■ Exercise task:
Can you write out all of the material below, word for word?
** START OF Records for this task **
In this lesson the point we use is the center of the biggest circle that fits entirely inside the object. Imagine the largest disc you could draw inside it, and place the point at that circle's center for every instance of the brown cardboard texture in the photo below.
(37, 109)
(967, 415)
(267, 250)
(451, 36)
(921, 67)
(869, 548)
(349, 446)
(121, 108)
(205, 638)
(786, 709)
** END OF Records for this task **
■ Expected answer:
In this lesson the point we use is the center of the biggest circle that fits entirely inside the object. Imagine the largest disc you could draw inside it, and place the point at that circle's center for every instance of the brown cardboard texture in the photo below.
(37, 109)
(967, 415)
(267, 250)
(451, 36)
(921, 67)
(869, 548)
(349, 446)
(121, 108)
(205, 638)
(786, 709)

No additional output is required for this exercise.